• **Exercise prompt**:
Below is a block of records; repeat each one exactly.

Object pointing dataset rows
★ ★ ★ ★

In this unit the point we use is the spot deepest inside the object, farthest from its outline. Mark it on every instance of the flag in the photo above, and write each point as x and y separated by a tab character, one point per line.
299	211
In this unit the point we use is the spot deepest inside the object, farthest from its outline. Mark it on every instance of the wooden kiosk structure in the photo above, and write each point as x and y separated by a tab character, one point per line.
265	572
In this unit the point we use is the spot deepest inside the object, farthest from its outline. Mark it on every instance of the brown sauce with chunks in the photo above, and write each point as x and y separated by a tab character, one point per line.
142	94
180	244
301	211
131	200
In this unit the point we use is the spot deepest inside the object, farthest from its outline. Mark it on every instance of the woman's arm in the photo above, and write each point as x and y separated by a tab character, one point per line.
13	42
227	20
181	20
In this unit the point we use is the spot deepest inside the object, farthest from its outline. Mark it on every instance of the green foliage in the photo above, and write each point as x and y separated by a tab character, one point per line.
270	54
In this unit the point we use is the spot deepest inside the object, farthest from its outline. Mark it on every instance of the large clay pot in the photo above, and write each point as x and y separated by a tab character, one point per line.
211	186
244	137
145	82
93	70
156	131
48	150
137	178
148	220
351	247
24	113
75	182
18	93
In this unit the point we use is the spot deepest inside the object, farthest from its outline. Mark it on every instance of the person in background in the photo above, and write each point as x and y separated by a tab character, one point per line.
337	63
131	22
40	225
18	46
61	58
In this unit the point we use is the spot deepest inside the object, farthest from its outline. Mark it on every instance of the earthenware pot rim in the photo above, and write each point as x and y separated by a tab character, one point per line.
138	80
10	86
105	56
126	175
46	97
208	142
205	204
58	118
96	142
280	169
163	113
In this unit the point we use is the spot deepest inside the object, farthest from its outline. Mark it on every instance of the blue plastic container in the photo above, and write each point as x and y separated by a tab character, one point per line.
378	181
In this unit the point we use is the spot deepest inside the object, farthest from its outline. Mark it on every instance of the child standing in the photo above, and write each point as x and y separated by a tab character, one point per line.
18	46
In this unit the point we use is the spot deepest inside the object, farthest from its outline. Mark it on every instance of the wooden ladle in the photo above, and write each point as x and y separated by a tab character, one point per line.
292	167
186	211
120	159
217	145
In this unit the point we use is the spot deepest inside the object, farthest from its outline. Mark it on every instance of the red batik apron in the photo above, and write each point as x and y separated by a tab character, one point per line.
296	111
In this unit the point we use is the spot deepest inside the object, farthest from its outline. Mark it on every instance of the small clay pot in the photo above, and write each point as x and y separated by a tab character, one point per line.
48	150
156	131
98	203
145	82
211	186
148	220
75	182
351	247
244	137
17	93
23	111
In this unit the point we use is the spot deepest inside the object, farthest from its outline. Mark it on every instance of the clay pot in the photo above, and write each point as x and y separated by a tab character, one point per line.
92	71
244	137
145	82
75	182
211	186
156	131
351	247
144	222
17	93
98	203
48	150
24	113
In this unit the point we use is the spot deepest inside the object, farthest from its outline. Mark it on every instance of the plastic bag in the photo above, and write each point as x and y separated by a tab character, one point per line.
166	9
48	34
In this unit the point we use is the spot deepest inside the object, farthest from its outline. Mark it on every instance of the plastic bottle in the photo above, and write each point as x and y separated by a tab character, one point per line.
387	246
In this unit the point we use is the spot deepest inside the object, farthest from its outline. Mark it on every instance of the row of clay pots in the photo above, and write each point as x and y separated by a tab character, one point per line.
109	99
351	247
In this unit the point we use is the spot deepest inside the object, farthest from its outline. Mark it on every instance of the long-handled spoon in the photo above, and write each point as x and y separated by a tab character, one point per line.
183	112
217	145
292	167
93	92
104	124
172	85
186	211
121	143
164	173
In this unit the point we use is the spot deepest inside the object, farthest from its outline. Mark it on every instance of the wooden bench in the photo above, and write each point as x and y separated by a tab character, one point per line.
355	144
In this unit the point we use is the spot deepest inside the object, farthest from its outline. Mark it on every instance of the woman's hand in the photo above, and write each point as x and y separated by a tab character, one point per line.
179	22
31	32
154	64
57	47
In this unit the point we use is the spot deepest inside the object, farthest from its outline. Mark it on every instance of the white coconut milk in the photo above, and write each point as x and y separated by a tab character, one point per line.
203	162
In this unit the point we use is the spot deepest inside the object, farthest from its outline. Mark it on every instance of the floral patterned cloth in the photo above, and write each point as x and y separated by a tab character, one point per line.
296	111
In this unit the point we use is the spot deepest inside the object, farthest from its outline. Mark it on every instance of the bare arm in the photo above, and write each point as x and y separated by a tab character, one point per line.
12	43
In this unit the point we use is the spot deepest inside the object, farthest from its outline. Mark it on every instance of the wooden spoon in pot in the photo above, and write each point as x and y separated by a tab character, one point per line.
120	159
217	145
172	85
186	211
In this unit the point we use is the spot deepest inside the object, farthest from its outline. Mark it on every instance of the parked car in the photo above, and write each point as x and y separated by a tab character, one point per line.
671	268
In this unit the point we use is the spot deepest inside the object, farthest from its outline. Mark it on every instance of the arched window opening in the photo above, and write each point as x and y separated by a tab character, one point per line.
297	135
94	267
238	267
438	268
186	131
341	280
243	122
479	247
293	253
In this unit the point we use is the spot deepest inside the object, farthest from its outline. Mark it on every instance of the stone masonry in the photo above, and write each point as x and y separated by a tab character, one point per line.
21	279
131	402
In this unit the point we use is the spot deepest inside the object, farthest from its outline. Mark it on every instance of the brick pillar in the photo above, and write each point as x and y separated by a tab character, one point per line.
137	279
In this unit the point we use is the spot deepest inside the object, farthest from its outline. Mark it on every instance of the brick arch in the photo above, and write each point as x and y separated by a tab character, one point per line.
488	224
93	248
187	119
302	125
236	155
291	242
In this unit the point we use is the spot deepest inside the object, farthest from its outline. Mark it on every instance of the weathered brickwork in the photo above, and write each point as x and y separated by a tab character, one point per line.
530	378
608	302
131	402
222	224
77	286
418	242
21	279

★ ★ ★ ★

• **Finished answer**:
In this unit the point we use is the spot deepest inside the object, farthest from its outline. Mark it on every instance of the flag in the photo above, and write each point as x and y separated by a tab character, one point per line.
299	211
In this unit the point we use is the spot deepest inside the object, farthest from its outline. Mark it on every instance of the wooden kiosk structure in the photo above, and write each point as x and y separated by a tab character, one point per line.
265	572
In this unit the point we use is the spot deepest inside the object, farthest from its outline. Mark it on every instance of the brown sauce with chunks in the photo above, and write each point as x and y separated by a tab character, one point per line.
142	94
180	244
301	211
131	200
In this unit the point we use is the spot deepest inside the object, farthest from its outline. Mark it on every instance of the woman's arm in the photo above, and write each point as x and y separated by a tab character, one point per line.
13	42
227	20
181	20
In this unit the point we use is the spot deepest inside the object, farthest from its outline. Mark it on every instance of the green foliage in the photo above, and write each point as x and y separated by a tab character, one point per line.
270	54
In this unit the point we use is the spot deepest inside the object, farthest from its outline. Mark it on every instance of the large clay pot in the photo above, and write each point as x and y separated by a tab character, one point per line.
211	186
244	137
145	82
93	70
156	131
48	150
137	178
148	220
351	247
24	113
75	182
18	93
In this unit the point we use is the spot deepest inside the object, farthest from its outline. Mark it on every instance of the person in background in the photo above, and write each point as x and y separated by a tab character, one point per line.
337	63
131	22
40	225
18	46
61	58
In this unit the point we use is the spot deepest inside the object, farthest from its outline. Mark it on every instance of the earthenware pot rim in the photo above, and write each point as x and y separated by a tab character, one point per line.
138	80
10	86
105	56
126	175
46	97
208	142
205	204
58	118
96	142
280	169
163	113
In this unit the point we use is the spot deepest inside the object, farthest from its outline. Mark it on every instance of the blue plastic container in the photo above, and write each point as x and y separated by a tab character, one point per line.
378	181
In this unit the point we use is the spot deepest inside the object, farthest from its outline. Mark it on every instance of the child standing in the photo above, and write each point as x and y separated by a tab character, one point per line.
18	46
In this unit the point we use is the spot deepest inside the object, farthest from its outline. Mark it on every instance of the wooden ladle in the photo above, and write each point as x and y separated by a tab character, one point per line.
292	167
186	211
120	159
217	145
In this unit the point we use is the spot deepest inside the object, farthest from its outline. Mark it on every instance of the red batik apron in the photo above, and write each point as x and y separated by a tab character, one point per line.
296	111
In this unit the point we use is the spot deepest inside the object, farthest from its outline. Mark it on every instance of the small clay pot in the photo above, and write each point as x and y separated by a tab character, one point per line.
48	150
156	131
98	203
145	82
211	186
148	220
75	182
351	247
244	137
17	93
23	111
In this unit the point we use is the spot deepest inside the object, farthest from its outline. Mark it on every instance of the clay pot in the photo above, and write each point as x and y separated by a tab character, one point per line.
92	71
244	137
145	82
75	182
211	186
156	131
351	247
144	222
17	93
98	203
48	150
24	113
In this unit the point we use is the spot deepest inside the object, farthest from its outline. Mark it on every instance of the plastic bag in the photo above, and write each point as x and y separated by a tab character, one point per line.
166	9
48	34
In this unit the point we use is the spot deepest inside the object, farthest from its outline. Mark it on every instance of the plastic bottle in the photo above, and write each point as x and y separated by a tab character, one point per line.
387	246
In this unit the point we use is the spot deepest inside the object, farthest from its outline. Mark it on every instance of the row of clay pots in the photo above, and write each point as x and y separated by a tab character, one point per line.
109	99
351	247
In this unit the point we use is the spot deepest inside the object, farthest from its outline. Mark it on every instance of the long-handled spoon in the photo above, and write each point as x and y separated by a tab character, one point per line.
183	112
217	145
292	167
93	92
104	124
172	85
186	211
121	143
164	173
In this unit the point we use is the spot deepest inside the object, farthest from its outline. Mark it on every instance of the wooden bench in the photo above, and write each point as x and y separated by a tab character, one point per line.
355	144
In this unit the point we use is the spot deepest inside the object, farthest from its outline. Mark it on every instance of the woman's hand in the photo above, and write each point as x and y separated by a tab character, one point per line.
179	22
31	32
154	64
57	47
In this unit the point we use is the spot deepest inside the object, farthest from its outline. Mark it on every instance of the white coconut milk in the photo above, and write each point as x and y separated by a tab character, one point per line.
203	162
In this unit the point we use is the spot deepest inside the object, farthest from its outline. Mark it on every instance of the floral patterned cloth in the photo above, and write each point as x and y separated by a tab character, one point per line.
296	111
In this unit the point we use is the spot deepest inside the object, farthest from its outline. Mark it on every instance of the bare arm in the photo above, and write each point as x and y separated by a tab character, one point per line.
12	43
In this unit the point we use is the spot deepest inside the object, farthest from its outline. Mark it on every instance of the wooden spoon in pot in the photo above, and write each point as x and y separated by a tab character, one point per line.
120	159
217	145
172	85
186	211
In this unit the point we use is the spot deepest inside the object, farthest from its outline. Mark it on every instance of the parked car in the photo above, and write each point as x and y separated by a tab character, one point per line.
671	268
In this unit the point we use is the spot deepest inside the object, farthest from its outline. Mark it on every instance of the arched window opening in the photo above, and write each point as x and y separated by a tab character, one point per line.
297	135
94	267
238	267
438	268
186	131
341	280
243	122
479	247
293	253
In this unit the point we use is the spot deepest inside the object, farthest from its outline. Mark it on every instance of the stone masonry in the photo above, and write each point as x and y separated by a tab character, one point per line.
21	279
131	402
In this unit the point we use is the spot deepest inside the object, farthest from its outline. Mark it on every instance of the brick pillar in the photo above, and write each point as x and y separated by a tab character, one point per line.
137	279
In this unit the point we use is the spot deepest inside the object, farthest from its outline. Mark it on every instance of the brick arch in the photo above, and write each point as x and y separated by a tab character, one point per line.
488	224
93	248
187	119
302	125
236	155
291	242
In this unit the point we use is the spot deepest inside the object, farthest from its outline. Mark it on every instance of the weathered brickwork in the photo above, and write each point as x and y separated by a tab character, one point per line.
530	378
608	302
131	402
222	224
77	286
418	242
21	279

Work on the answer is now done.